-- ACTIONS TO TAKE --
- 1) Reproduce the passage on queues, beginning with the words "Adds an item" and ending after "front item from queue.".
- 2) Proceed with the passage on queues from the point at which it stops.

-- PASSAGE PROVIDED --
##########
Queue

1. Overview

A Queue is a linear structure that follows a particular order in which the operations are performed. The order is First In First Out (FIFO). A good example of a queue is any queue of consumers for a resource where the consumer that came first is served first. The difference between stacks and queues is in removing. In a stack we remove the item the most recently added; in a queue, we remove the item the least recently added.

2. Description

2.1 Operations

2.1.1 Enqueue

Adds an item to the queue. If the queue is full, then it is said to be an Overflow condition.

2.1.2 Dequeue

Removes an item from the queue. The items are popped in the same order in which they are pushed. If the queue is empty, then it is said to be an Underflow condition.

2.1.3 Front

Get the front item from queue.

2.1.4 Rear

Get the last item from queue.

2.2 Time and Space Complexity

Algorithm	Average	Worst case
Space	O(n)	O(n)
Search	O(n)	O(n)
Insert	O(1)	O(1)
Delete	O(1)	O(1)

2.3 Implementation: Array

For implementing queue, we need to keep track of two indices, front, and rear. We enqueue an item at the rear and dequeue an item from the front. If we simply increment front and rear indices, then there may be problems, the front may reach the end of the array. The solution to this problem is to increase front and rear in a circular manner

# Python3 program for array implementation of queue 
  
# Class Queue to represent a queue 
class Queue: 
  
    # __init__ function 
    def __init__(self, capacity): 
        self.front = self.size = 0
        self.rear = capacity -1
        self.Q = [None]*capacity 
        self.capacity = capacity 
      
    # Queue is full when size becomes 
    # equal to the capacity  
    def isFull(self): 
        return self.size == self.capacity 
      
    # Queue is empty when size is 0 
    def isEmpty(self): 
        return self.size == 0
  
    # Function to add an item to the queue.
##########
-- PROVIDED MATERIAL --
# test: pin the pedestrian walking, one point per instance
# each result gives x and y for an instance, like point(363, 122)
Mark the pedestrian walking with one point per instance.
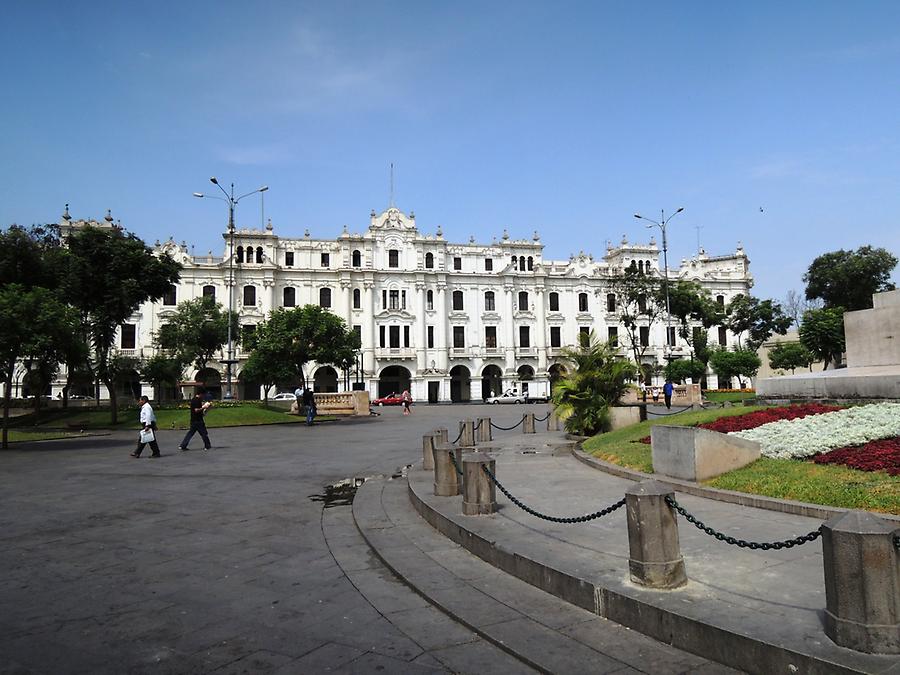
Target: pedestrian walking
point(198, 423)
point(309, 402)
point(148, 429)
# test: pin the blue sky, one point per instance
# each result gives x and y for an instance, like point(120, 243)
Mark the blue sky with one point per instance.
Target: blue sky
point(773, 124)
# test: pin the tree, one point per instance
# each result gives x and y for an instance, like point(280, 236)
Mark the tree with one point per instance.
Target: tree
point(40, 338)
point(197, 330)
point(291, 338)
point(758, 318)
point(598, 379)
point(131, 275)
point(789, 356)
point(848, 279)
point(822, 333)
point(740, 363)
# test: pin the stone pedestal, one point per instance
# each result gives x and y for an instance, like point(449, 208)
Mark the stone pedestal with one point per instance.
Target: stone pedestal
point(479, 492)
point(483, 435)
point(528, 424)
point(862, 583)
point(654, 550)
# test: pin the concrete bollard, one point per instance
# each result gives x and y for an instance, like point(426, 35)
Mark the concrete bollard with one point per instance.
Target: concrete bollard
point(654, 551)
point(479, 493)
point(862, 583)
point(528, 423)
point(446, 480)
point(428, 452)
point(553, 421)
point(484, 430)
point(467, 432)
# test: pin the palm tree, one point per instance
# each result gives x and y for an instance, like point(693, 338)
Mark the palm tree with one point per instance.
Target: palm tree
point(598, 379)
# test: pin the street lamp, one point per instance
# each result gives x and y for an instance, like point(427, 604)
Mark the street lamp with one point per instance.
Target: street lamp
point(232, 202)
point(663, 221)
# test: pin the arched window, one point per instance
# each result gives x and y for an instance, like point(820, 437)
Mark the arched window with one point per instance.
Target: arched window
point(489, 301)
point(290, 297)
point(457, 301)
point(523, 301)
point(554, 302)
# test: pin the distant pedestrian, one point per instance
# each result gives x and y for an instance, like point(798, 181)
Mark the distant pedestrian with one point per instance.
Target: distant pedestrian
point(148, 429)
point(309, 402)
point(198, 423)
point(407, 401)
point(668, 388)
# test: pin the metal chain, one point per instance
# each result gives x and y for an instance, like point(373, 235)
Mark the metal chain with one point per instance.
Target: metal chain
point(552, 519)
point(453, 459)
point(497, 426)
point(765, 546)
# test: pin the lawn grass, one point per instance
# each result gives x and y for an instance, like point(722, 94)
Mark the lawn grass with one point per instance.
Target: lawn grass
point(826, 484)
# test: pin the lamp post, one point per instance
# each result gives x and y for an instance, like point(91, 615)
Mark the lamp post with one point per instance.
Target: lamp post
point(663, 221)
point(232, 202)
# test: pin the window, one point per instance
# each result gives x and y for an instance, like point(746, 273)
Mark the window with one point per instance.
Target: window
point(324, 297)
point(523, 301)
point(459, 337)
point(290, 297)
point(524, 336)
point(129, 336)
point(612, 335)
point(555, 338)
point(457, 301)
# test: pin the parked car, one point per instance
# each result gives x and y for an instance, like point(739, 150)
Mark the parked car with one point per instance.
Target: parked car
point(284, 396)
point(506, 397)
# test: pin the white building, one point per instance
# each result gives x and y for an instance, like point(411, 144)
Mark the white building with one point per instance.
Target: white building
point(449, 322)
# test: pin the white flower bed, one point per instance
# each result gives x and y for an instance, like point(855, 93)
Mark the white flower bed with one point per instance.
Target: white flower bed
point(796, 439)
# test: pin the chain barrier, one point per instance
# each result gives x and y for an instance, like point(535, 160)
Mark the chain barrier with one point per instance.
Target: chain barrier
point(765, 546)
point(453, 459)
point(553, 519)
point(497, 426)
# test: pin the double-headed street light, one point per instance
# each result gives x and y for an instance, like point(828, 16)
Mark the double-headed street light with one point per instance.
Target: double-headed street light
point(663, 221)
point(232, 202)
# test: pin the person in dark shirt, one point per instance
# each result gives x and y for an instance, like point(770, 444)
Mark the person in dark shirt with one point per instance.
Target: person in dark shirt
point(198, 425)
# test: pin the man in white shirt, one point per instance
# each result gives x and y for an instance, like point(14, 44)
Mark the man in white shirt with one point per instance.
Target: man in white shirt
point(148, 425)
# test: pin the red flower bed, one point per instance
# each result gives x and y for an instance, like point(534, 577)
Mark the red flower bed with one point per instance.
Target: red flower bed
point(759, 417)
point(883, 455)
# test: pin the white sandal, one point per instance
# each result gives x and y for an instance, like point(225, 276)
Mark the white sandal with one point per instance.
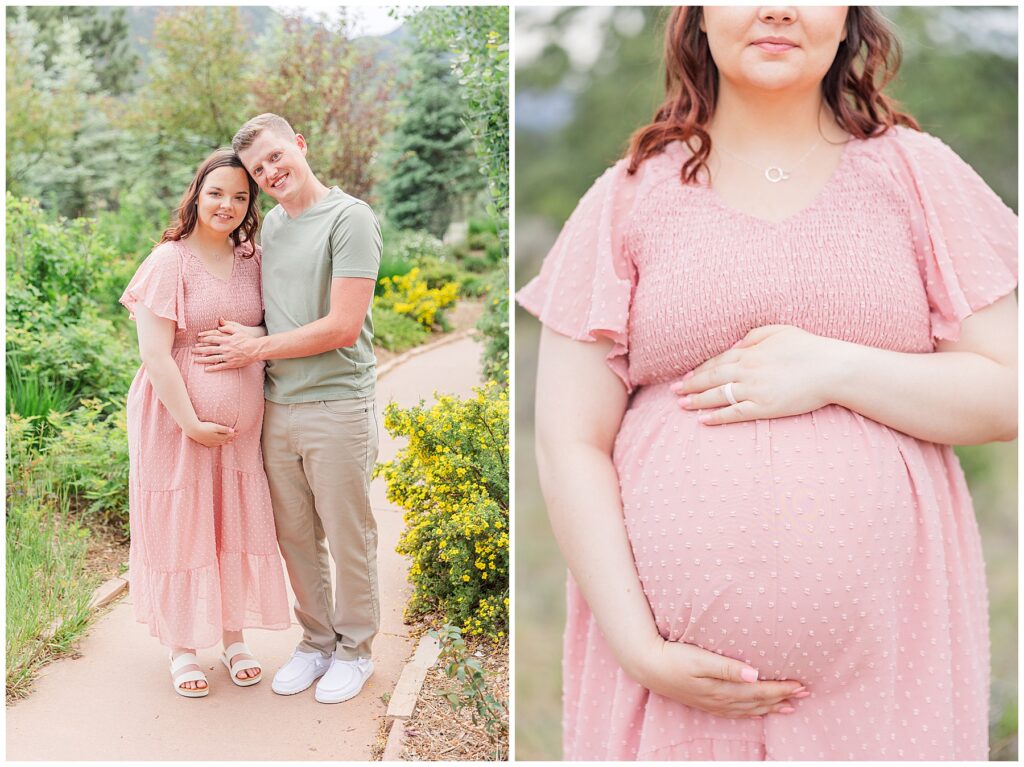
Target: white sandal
point(187, 658)
point(240, 648)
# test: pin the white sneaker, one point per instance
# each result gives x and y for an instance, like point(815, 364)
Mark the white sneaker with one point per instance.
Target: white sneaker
point(344, 680)
point(300, 672)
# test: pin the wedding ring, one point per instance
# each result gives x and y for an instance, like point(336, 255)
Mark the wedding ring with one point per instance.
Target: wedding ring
point(727, 390)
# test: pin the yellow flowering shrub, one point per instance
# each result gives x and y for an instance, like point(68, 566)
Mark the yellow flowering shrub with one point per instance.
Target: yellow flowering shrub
point(453, 481)
point(409, 294)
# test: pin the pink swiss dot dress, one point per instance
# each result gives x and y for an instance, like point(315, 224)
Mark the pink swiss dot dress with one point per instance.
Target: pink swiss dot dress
point(825, 548)
point(204, 552)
##########
-- RESPONSES BY TASK --
- 1)
Adds an item to the queue. If the queue is full, then it is said to be an Overflow condition.

2.1.2 Dequeue

Removes an item from the queue. The items are popped in the same order in which they are pushed. If the queue is empty, then it is said to be an Underflow condition.

2.1.3 Front

Get the front item from queue.

- 2)
    # It changes rear and size 
    def EnQueue(self, item): 
        if self.isFull(): 
            print("Full") 
            return
        self.rear = (self.rear + 1) % (self.capacity) 
        self.Q[self.rear] = item 
        self.size = self.size + 1
        print("%s enqueued to queue"  %str(item)) 
  
    # Function to remove an item from queue.  
    # It changes front and size 
    def DeQueue(self): 
        if self.isEmpty(): 
            print("Empty") 
            return
          
        print("%s dequeued from queue" %str(self.Q[self.front])) 
        self.front = (self.front + 1) % (self.capacity) 
        self.size = self.size -1
          
    # Function to get front of queue 
    def que_front(self): 
        if self.isEmpty(): 
            print("Queue is empty") 
  
        print("Front item is", self.Q[self.front]) 
          
    # Function to get rear of queue 
    def que_rear(self): 
        if self.isEmpty(): 
            print("Queue is empty") 
        print("Rear item is",  self.Q[self.rear]) 
  
  
# Driver Code 
if __name__ == '__main__': 
  
    queue = Queue(30) 
    queue.EnQueue(10) 
    queue.EnQueue(20) 
    queue.EnQueue(30) 
    queue.EnQueue(40) 
    queue.DeQueue() 
    queue.que_front() 
    queue.que_rear()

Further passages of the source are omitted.